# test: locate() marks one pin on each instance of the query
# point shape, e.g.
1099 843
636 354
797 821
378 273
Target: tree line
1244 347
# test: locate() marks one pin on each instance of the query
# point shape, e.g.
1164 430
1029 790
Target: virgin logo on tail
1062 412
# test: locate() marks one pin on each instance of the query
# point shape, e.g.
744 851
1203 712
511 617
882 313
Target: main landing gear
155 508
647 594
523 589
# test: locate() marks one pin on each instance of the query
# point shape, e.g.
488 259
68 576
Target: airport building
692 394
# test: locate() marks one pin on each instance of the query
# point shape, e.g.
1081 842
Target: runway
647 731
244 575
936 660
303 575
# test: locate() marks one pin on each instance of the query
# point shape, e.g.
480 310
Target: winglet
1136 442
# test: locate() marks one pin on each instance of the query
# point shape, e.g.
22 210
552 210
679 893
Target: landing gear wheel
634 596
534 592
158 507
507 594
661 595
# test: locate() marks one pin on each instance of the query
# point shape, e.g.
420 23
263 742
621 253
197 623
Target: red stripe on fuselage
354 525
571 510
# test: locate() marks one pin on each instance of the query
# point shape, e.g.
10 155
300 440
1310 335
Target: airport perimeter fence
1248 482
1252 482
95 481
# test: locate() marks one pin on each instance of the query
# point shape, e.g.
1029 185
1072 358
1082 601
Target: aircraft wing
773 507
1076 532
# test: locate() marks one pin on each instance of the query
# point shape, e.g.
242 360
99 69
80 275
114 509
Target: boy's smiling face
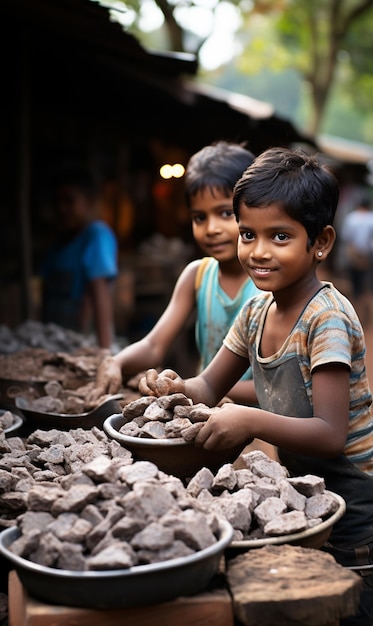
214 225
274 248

**TASK REQUIREMENTS:**
From the material above, copy everything exactly but the pictures.

**ANSWER TO THIS PROBLEM:**
# test: locate() marks one pin on each instance of the query
# point shape, e.g.
1099 843
636 354
797 821
378 273
Target: tree line
1244 347
# test: locate() marks one pin on each instance of the query
# point shape, e.g.
1164 430
1029 790
Target: virgin logo on tail
1062 412
# test: locate() marks one pin on each instance of the query
# point shape, e.g.
744 851
1203 712
511 617
882 313
Target: main landing gear
155 508
647 594
523 589
# test: locate() marks one pin on each instance of the query
# point shape, e.g.
488 259
68 576
Target: airport building
692 394
# test: locate() marks one pin on each instance of the query
# point shape, e.g.
1081 842
Target: runway
647 731
244 575
936 660
303 575
# test: locate() marks one pin on each instance of the query
# point shape, e.g.
480 310
Target: winglet
1136 442
# test: locate() marks one pin on each instance of the query
# point shape, e.g.
22 210
552 210
679 893
Target: landing gear wheel
634 596
534 592
158 507
507 594
661 595
# test: locate() marks one pin on each instance of the query
# point shape, e.g.
420 23
263 742
621 253
197 623
Target: red stripe on fuselage
354 525
571 510
# test: locate() marks one pin on each instance of the query
# point shape, e.g.
10 155
300 440
1310 335
Target: airport perimeter fence
1248 482
1252 482
95 481
# test: locate() marks one pin on each instance of the query
# point shape, e.g.
1029 185
1072 358
1082 601
Target: aircraft wing
773 507
1076 532
# test: locate() marks one pin on each instance of the query
# point shape, e.g.
242 360
99 69
80 275
114 509
Target: boy's smiling face
214 225
274 248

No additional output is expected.